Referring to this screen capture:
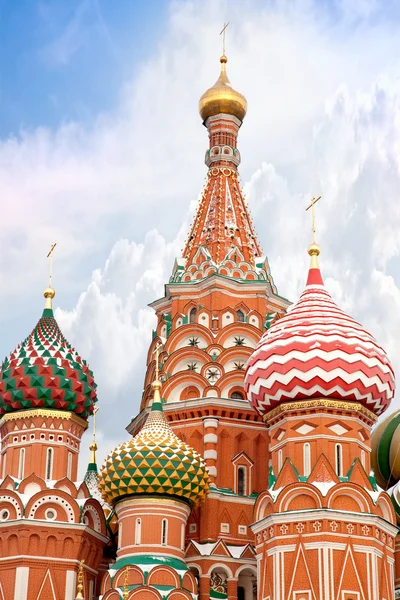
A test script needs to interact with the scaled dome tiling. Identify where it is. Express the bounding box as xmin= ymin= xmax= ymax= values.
xmin=99 ymin=393 xmax=210 ymax=507
xmin=245 ymin=253 xmax=395 ymax=417
xmin=0 ymin=305 xmax=97 ymax=419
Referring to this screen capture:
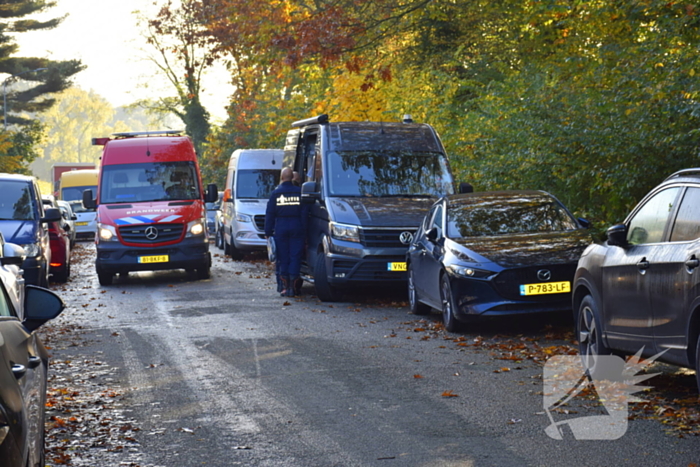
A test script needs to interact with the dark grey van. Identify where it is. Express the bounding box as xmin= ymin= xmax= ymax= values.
xmin=284 ymin=114 xmax=464 ymax=301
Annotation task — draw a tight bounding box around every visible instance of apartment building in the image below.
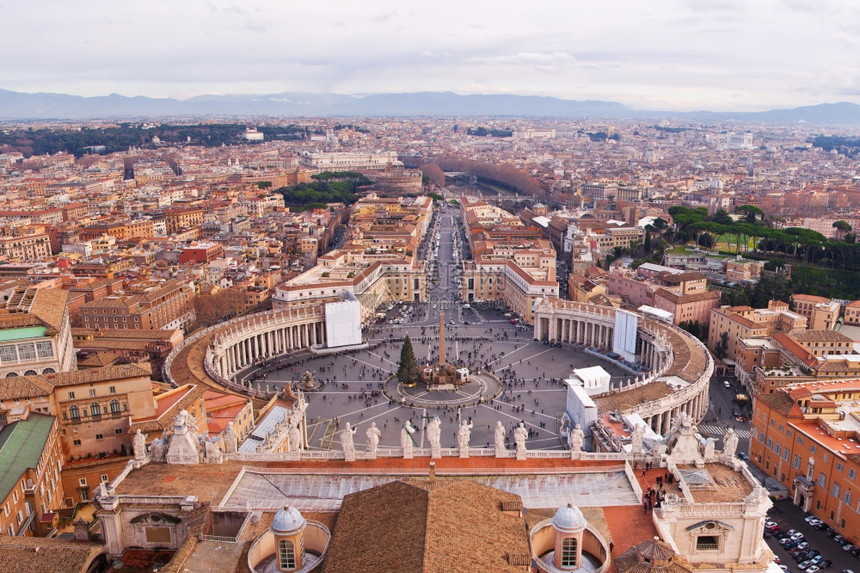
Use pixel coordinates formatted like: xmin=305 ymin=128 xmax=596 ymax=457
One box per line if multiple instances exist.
xmin=50 ymin=364 xmax=157 ymax=462
xmin=708 ymin=301 xmax=807 ymax=365
xmin=0 ymin=287 xmax=77 ymax=378
xmin=752 ymin=381 xmax=860 ymax=542
xmin=164 ymin=208 xmax=204 ymax=234
xmin=0 ymin=410 xmax=63 ymax=537
xmin=792 ymin=294 xmax=840 ymax=330
xmin=76 ymin=280 xmax=195 ymax=331
xmin=0 ymin=234 xmax=51 ymax=261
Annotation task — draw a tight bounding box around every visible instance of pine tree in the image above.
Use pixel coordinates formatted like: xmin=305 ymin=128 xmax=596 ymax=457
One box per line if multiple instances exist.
xmin=397 ymin=334 xmax=420 ymax=387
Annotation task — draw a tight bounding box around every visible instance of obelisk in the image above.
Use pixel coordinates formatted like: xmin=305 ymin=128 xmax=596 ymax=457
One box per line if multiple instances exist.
xmin=439 ymin=311 xmax=446 ymax=366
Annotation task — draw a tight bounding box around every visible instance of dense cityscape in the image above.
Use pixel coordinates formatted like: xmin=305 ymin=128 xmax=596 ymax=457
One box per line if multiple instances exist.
xmin=0 ymin=112 xmax=860 ymax=573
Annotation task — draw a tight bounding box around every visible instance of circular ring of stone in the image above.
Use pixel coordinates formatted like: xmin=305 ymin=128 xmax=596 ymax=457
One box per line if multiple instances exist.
xmin=382 ymin=372 xmax=503 ymax=410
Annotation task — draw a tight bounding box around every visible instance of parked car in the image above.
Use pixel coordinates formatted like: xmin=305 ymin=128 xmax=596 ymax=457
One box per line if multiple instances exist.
xmin=806 ymin=515 xmax=821 ymax=524
xmin=809 ymin=566 xmax=821 ymax=573
xmin=799 ymin=542 xmax=811 ymax=551
xmin=807 ymin=550 xmax=821 ymax=559
xmin=820 ymin=560 xmax=833 ymax=569
xmin=793 ymin=533 xmax=807 ymax=541
xmin=812 ymin=556 xmax=825 ymax=565
xmin=800 ymin=560 xmax=815 ymax=570
xmin=844 ymin=544 xmax=857 ymax=553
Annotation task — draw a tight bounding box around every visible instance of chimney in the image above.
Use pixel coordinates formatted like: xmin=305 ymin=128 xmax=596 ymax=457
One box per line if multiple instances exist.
xmin=429 ymin=461 xmax=436 ymax=483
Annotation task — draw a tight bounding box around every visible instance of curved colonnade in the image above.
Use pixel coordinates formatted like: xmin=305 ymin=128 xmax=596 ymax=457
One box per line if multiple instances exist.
xmin=165 ymin=300 xmax=713 ymax=440
xmin=534 ymin=300 xmax=713 ymax=436
xmin=164 ymin=306 xmax=327 ymax=397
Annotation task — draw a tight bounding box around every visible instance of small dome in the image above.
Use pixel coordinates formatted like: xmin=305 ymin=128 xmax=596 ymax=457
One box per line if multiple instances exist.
xmin=552 ymin=503 xmax=587 ymax=533
xmin=271 ymin=505 xmax=306 ymax=535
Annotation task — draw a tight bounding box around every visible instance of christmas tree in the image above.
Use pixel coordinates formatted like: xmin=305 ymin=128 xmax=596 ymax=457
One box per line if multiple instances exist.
xmin=397 ymin=334 xmax=420 ymax=388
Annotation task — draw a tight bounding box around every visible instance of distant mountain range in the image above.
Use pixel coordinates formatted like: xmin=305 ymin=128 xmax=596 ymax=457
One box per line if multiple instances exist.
xmin=2 ymin=88 xmax=860 ymax=125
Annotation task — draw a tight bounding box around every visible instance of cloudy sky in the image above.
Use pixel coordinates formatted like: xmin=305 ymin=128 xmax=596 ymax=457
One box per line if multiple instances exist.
xmin=3 ymin=0 xmax=860 ymax=111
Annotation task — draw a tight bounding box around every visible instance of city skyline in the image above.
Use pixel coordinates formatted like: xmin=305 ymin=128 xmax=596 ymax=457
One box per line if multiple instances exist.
xmin=4 ymin=0 xmax=860 ymax=112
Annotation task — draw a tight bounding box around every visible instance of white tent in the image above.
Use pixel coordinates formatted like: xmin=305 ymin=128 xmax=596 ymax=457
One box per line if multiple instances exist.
xmin=571 ymin=366 xmax=611 ymax=395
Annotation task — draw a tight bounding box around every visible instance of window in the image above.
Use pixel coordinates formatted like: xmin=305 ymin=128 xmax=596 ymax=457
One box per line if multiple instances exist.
xmin=68 ymin=391 xmax=75 ymax=400
xmin=834 ymin=483 xmax=841 ymax=497
xmin=561 ymin=537 xmax=578 ymax=567
xmin=101 ymin=475 xmax=108 ymax=483
xmin=798 ymin=436 xmax=804 ymax=445
xmin=697 ymin=536 xmax=719 ymax=551
xmin=793 ymin=455 xmax=801 ymax=469
xmin=109 ymin=386 xmax=116 ymax=395
xmin=90 ymin=389 xmax=97 ymax=398
xmin=115 ymin=428 xmax=123 ymax=435
xmin=850 ymin=469 xmax=856 ymax=479
xmin=35 ymin=341 xmax=53 ymax=358
xmin=810 ymin=445 xmax=817 ymax=454
xmin=90 ymin=403 xmax=100 ymax=417
xmin=69 ymin=405 xmax=79 ymax=419
xmin=16 ymin=344 xmax=35 ymax=361
xmin=0 ymin=345 xmax=16 ymax=363
xmin=838 ymin=463 xmax=844 ymax=472
xmin=846 ymin=492 xmax=852 ymax=506
xmin=73 ymin=439 xmax=81 ymax=446
xmin=818 ymin=473 xmax=827 ymax=488
xmin=110 ymin=399 xmax=120 ymax=414
xmin=278 ymin=539 xmax=296 ymax=570
xmin=79 ymin=478 xmax=87 ymax=487
xmin=95 ymin=434 xmax=103 ymax=440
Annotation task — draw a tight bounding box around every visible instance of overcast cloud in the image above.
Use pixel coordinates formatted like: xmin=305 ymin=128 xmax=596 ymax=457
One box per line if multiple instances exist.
xmin=3 ymin=0 xmax=859 ymax=111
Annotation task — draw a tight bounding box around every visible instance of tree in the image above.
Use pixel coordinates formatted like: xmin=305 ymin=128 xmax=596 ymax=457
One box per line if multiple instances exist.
xmin=750 ymin=270 xmax=792 ymax=309
xmin=833 ymin=220 xmax=852 ymax=241
xmin=737 ymin=205 xmax=764 ymax=224
xmin=397 ymin=335 xmax=420 ymax=388
xmin=256 ymin=181 xmax=272 ymax=189
xmin=644 ymin=229 xmax=652 ymax=253
xmin=711 ymin=208 xmax=733 ymax=225
xmin=714 ymin=331 xmax=729 ymax=360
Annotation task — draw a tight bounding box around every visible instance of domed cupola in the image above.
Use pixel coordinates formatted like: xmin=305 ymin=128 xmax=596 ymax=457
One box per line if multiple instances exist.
xmin=272 ymin=505 xmax=306 ymax=536
xmin=553 ymin=503 xmax=587 ymax=534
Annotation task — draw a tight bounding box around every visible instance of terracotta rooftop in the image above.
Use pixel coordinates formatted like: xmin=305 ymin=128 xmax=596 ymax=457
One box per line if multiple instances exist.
xmin=0 ymin=535 xmax=103 ymax=573
xmin=322 ymin=479 xmax=530 ymax=573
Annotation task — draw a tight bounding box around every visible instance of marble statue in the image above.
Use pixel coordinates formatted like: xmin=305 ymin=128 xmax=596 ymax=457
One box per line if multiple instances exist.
xmin=723 ymin=427 xmax=739 ymax=459
xmin=366 ymin=422 xmax=382 ymax=459
xmin=704 ymin=437 xmax=716 ymax=460
xmin=631 ymin=423 xmax=645 ymax=454
xmin=514 ymin=422 xmax=528 ymax=459
xmin=570 ymin=423 xmax=585 ymax=452
xmin=458 ymin=419 xmax=473 ymax=457
xmin=401 ymin=420 xmax=416 ymax=459
xmin=149 ymin=438 xmax=166 ymax=462
xmin=494 ymin=421 xmax=507 ymax=456
xmin=427 ymin=416 xmax=442 ymax=458
xmin=288 ymin=424 xmax=302 ymax=452
xmin=133 ymin=429 xmax=148 ymax=461
xmin=223 ymin=422 xmax=238 ymax=454
xmin=203 ymin=437 xmax=223 ymax=464
xmin=341 ymin=422 xmax=357 ymax=461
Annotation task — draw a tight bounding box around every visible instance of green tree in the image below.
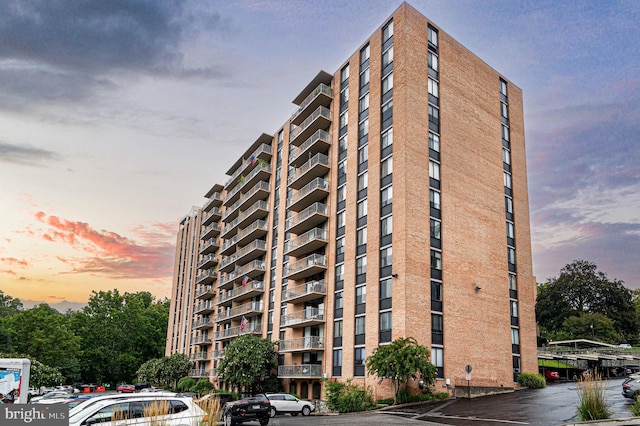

* **WHAT YOU SHOULD DO**
Across the entries above, tally every line that includes the string "below", then state only the count.

* **RESPONSE TO THIS EXERCISE**
2